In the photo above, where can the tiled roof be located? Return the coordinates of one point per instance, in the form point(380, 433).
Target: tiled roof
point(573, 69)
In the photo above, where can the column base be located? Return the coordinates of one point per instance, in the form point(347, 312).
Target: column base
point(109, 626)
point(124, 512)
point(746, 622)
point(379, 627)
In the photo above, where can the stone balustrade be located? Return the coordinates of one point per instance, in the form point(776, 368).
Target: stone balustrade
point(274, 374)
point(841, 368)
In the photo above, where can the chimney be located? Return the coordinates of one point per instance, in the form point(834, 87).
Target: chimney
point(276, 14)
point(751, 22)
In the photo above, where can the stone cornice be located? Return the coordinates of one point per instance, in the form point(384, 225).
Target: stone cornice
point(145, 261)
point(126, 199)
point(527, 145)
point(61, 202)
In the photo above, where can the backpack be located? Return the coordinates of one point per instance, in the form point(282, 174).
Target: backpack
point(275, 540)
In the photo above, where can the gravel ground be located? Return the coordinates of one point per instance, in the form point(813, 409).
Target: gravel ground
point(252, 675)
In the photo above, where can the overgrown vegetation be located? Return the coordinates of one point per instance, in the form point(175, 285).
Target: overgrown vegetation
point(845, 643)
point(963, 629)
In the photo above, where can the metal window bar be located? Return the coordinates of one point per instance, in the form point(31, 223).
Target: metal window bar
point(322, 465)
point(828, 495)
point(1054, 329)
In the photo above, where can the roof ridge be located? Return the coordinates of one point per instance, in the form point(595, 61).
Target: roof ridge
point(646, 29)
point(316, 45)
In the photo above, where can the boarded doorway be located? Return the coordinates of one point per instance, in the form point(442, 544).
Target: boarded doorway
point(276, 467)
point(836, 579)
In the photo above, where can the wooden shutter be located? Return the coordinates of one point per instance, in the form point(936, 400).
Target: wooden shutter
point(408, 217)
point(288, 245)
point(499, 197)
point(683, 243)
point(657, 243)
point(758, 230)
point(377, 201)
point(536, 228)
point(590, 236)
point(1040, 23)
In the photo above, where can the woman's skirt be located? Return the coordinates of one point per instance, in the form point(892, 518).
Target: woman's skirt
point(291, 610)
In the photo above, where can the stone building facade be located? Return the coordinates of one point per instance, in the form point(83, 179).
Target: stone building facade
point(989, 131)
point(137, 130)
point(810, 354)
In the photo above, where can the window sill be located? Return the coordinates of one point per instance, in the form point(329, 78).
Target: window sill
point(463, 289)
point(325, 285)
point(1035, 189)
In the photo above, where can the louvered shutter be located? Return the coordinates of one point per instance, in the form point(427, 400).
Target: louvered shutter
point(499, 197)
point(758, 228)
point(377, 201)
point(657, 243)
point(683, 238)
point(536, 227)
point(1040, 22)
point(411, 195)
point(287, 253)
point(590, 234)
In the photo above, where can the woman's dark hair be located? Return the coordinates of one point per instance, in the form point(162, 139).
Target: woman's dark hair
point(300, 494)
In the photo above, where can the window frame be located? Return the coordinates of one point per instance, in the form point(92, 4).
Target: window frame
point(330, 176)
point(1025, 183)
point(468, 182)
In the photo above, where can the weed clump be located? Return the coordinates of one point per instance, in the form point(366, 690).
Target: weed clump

__Directions__. All lines in the listing above should be written out again exactly.

__Output of the task__.
In the photo above, where can the tiled roof be located? Return the coordinates of one point per instance, in the form point(380, 433).
Target: tiled roof
point(573, 69)
In the photo above, where can the column base be located? Return the coordinates of one point per instance, in the form point(347, 312).
Target: column base
point(109, 626)
point(124, 512)
point(746, 622)
point(379, 627)
In the photo above, where can the stone balustrade be located? Return the coordinates of one point per instance, in the form point(776, 368).
Target: stone balustrade
point(274, 374)
point(841, 368)
In the photo above, where can the chimney be located? Return the coordinates of one point per instance, in the form point(834, 87).
Target: chimney
point(276, 14)
point(751, 22)
In the photo above, where can the stone cornice be located? Return the coordinates of one point per instance, in the form point(384, 225).
Target: stone cornice
point(145, 261)
point(126, 199)
point(527, 145)
point(61, 202)
In the photo above, where can the backpack be located? Return the coordinates of one point per instance, in the form point(282, 174).
Target: backpack
point(275, 540)
In the photo above, where can the gravel ground be located? Return the coordinates of one point per instance, in the form point(813, 409).
Target: gravel ground
point(252, 675)
In the photo above, where can the overgrown vegetation be located? Return the coordinates of one point per instance, in the form point(175, 285).
Target: overgrown vegetation
point(845, 643)
point(963, 629)
In the photo above, where can the metal window bar be located? Return the coordinates of one point per instance, in the form point(31, 223).
Target: metal window bar
point(322, 465)
point(828, 495)
point(1054, 329)
In the photo above, where can the roof ridge be located? Return the coordinates of one point per instance, in the form point(595, 61).
Target: roof ridge
point(646, 29)
point(316, 45)
In the photo above, where can the boarded doorway be located? Return the coordinates of one point per instance, in the form point(442, 544).
Target: boarded doorway
point(276, 467)
point(836, 579)
In the photo above, where can the wooden shutter be located? Return the coordinates of one point per instance, in the form point(936, 400).
Target: wooden shutter
point(408, 217)
point(288, 245)
point(499, 197)
point(683, 243)
point(657, 243)
point(758, 230)
point(377, 201)
point(536, 228)
point(590, 236)
point(1040, 23)
In the photo above, where can the woman's skirt be located? Return the coordinates of one point per instance, in the form point(892, 518).
Target: woman's skirt
point(291, 610)
In the photo above, where can the stone building facade be located? Return the coordinates of one point per instance, in the form point(83, 179).
Target: stone building facade
point(989, 131)
point(137, 130)
point(810, 354)
In the photo above, where can the window sill be located? Return the coordinates of one point per instance, in the form point(329, 78).
Target: window sill
point(463, 289)
point(325, 285)
point(1035, 189)
In the photo above, where can the louvered shutter be located? Return the coordinates of one point per instance, in the form point(427, 400).
Target: louvered shutter
point(499, 197)
point(758, 228)
point(377, 201)
point(657, 243)
point(683, 238)
point(536, 227)
point(1040, 22)
point(411, 195)
point(287, 253)
point(590, 234)
In the photo above, where can the woman's dark hair be located? Return the coordinates of one point per instance, in the form point(162, 139).
Target: woman's dark hair
point(300, 494)
In the photo above, where can the window frame be located? Return the coordinates of one point per instance, in the form point(92, 4).
Target: window frame
point(330, 176)
point(1025, 183)
point(468, 182)
In the photo above, where can the weed clump be located? Return the coordinates of one point per instance, in the form point(366, 690).
Target: weed clump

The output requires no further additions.